Excerpt provided —
Start of Block
"Where I spit, no grass grows, EVER."

I’m a reasonable person. But don’t fuck with me.

1) My mother’s pulmonologist, who again changed her medications w/o informing me or any of her other doctors, a trick which damn near killed her this summer. I faxed him (and cc’d all of her doctors) telling him that he does not want me to come down there in person. I will go all Shirley MacLaine in Terms of Endearment on his sorry ass, and he knows it.

2) My longtime cat-sitter, who has been getting steadily flakier over the last year. Friday night she didn’t pick up one of my cats at the vet, as we’d arranged, then called to whine at me that “I had to call my parents to pick her up, you should have tooooold me she needed to be picked up after four” (which, of course, I had). I left a message on her machine telling her if she can’t do her job, I will get someone who can.

3) Michael, my friend of more than ten years, who I saw through his father’s death and have tried over and over to get him jobs (none of which he bothered to even apply for). Now that I am going through several major crises, he doesn’t have time to return my phone calls or e-mails because he’s “busy.” I told him I’ll be done with my master’s in 2007, and maybe we can do lunch then.

Don’t fuck with me, boys, this ain’t my first time at the rodeo.

Yes ma’am!

closes his eyes in holy dread

She’s got spurs that jingle, jangle, jingle …

Anybody else have scenes from Attack of the 50-foot Woman playing through their heads?

Kick some ass, Eve. You’re an inspiration to sorry wimps like me.

note to self-do not piss off Eve.

I just look at my “What Would Joan Crawford Do?” bracelet, and let God sort 'em out.

Eve, if you’re channeling Joan Crawford, I’ll just grovel now and back away…slowly.

Seriously, I hope it all works out okay for you. Sounds like a general pile-on lately. Take care.

Governor Quinn make note of this, and is glad that he is currently on the other side of the country

See, I’m the exact opposite. Flowers grow wherever I spit. My farts smell of roses, and I shyte Ice Cream. :stuck_out_tongue:

Yeah, I get my ass kicked a lot.

Just… don’t… move… And careful… She can smell fear!

Quaking in boots.

Quietly.

Go all Shirley MacLaine on his ass? Pffft. I think going all Bette “Whatever Happened to Baby Jane” Davis on his ass would be much more effective. God I hate it when people don’t live up to their obligations. Sounds like you may have to ditch some baggage in these tough times. Best.

Yeah Eve sometimes doctors suck.

If you need a shoulder my email is public.
End of Block
Material supplied —
Start of Block
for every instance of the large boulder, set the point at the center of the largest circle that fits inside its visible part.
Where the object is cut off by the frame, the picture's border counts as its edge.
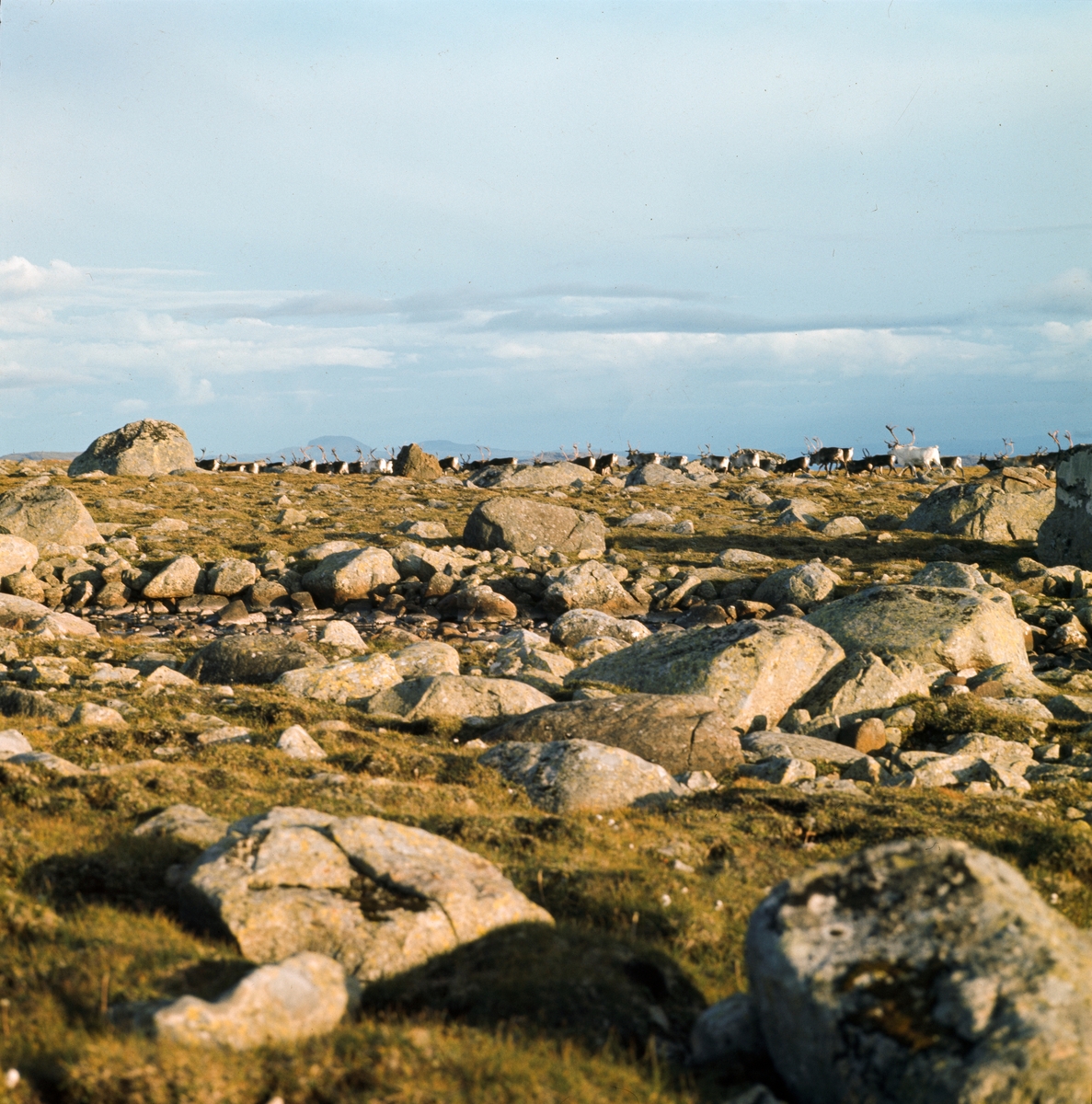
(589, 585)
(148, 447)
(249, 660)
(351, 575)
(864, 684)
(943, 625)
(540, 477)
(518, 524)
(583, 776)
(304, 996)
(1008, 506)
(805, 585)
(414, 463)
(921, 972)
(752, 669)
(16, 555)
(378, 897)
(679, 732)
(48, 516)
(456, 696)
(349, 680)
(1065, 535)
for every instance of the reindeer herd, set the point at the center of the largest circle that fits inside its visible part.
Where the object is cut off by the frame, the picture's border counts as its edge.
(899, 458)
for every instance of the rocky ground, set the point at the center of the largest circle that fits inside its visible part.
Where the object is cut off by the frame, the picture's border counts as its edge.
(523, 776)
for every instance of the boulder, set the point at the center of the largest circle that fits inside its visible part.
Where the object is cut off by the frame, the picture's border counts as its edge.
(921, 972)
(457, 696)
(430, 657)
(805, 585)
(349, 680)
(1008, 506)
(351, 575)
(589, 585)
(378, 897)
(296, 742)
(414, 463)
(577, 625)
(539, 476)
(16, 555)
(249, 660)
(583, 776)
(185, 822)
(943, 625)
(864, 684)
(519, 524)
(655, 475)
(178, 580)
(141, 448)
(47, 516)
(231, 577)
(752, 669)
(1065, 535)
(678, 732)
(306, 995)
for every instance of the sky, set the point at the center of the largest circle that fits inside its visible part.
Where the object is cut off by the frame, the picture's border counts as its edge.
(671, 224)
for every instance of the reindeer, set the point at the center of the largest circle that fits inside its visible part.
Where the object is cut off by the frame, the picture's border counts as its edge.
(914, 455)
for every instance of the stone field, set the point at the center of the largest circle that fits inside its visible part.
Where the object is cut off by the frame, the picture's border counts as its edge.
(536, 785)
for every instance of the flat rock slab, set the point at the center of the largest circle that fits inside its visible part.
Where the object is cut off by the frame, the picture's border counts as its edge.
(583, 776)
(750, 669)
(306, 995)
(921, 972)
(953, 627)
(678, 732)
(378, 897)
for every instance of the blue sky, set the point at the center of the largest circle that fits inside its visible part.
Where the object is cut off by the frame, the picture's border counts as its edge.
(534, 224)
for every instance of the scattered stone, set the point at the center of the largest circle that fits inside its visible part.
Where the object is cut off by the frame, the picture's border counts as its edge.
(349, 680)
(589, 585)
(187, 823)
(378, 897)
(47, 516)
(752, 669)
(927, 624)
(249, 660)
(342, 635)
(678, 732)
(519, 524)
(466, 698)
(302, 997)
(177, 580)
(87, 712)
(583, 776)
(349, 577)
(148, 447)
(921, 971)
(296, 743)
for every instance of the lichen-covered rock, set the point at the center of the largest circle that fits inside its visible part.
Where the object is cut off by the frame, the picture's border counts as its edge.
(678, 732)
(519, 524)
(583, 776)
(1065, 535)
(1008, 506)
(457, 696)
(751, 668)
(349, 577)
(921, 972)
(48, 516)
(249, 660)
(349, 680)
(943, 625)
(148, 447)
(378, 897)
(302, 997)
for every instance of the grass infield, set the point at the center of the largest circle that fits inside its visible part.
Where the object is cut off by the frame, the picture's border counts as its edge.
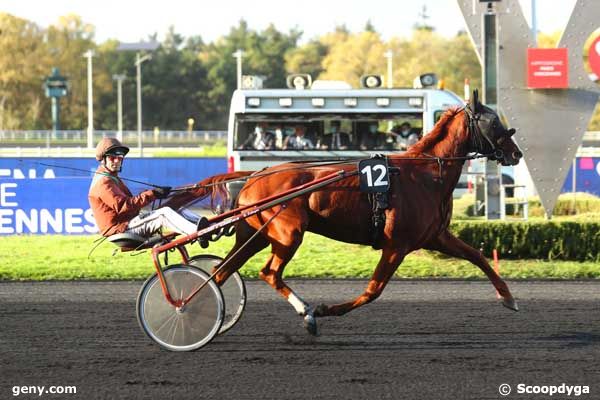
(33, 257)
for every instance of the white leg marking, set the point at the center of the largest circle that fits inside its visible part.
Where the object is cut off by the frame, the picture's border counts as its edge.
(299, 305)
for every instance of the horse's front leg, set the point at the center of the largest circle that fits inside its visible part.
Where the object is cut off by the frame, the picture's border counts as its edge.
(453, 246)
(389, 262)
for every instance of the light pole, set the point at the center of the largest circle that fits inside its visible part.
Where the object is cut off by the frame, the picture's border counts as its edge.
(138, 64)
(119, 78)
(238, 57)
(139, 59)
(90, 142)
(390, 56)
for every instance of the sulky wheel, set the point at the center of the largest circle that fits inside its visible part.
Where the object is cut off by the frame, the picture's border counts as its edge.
End of Block
Requirement 1 —
Answer these questions about the forum thread:
(a) What was the cat-sitter supposed to do on Friday night?
(b) In what year does the first post say the master's will be finished?
(c) What words are on the bracelet that one reply mentions?
Requirement 2 —
Add the next few replies to the forum thread, following its last post.

Answer 1 —
(a) Pick up one of the cats at the vet.
(b) 2007.
(c) "What Would Joan Crawford Do?"

Answer 2 —
I’ve let all these people slide, because the doctor has been my mother’s pulmonologist for 30 years; Carol has been my cat-sitter for nearly ten; and Michael and I have been friends for more than ten years and one gives one’s friends a lot of leeway.

But I will not let that doctor endanger my mother’s health because he’s too high and mighty to confer with other doctors.

I didn’t mind my cat-sitter screwing up and leaving my poor cat at the vet all night so much, but when she tries to pin the blame on me and whines that “it’s not fair!” she is obviously losing her grip and I cannot trust my cats’ health to her anymore.

And, Michael? You’re that “busy” (his excuse) that you can’t return my calls or e-mails to ask how my mother is doing, or how I’m doing?

When crossed, I’m ruthless. I will push you under the train and use your blood to polish my shoes.

What do you do to guys who don’t keep up on their e-mail correspondence?

Or detail the plot of Norman Douglas’s South Wind?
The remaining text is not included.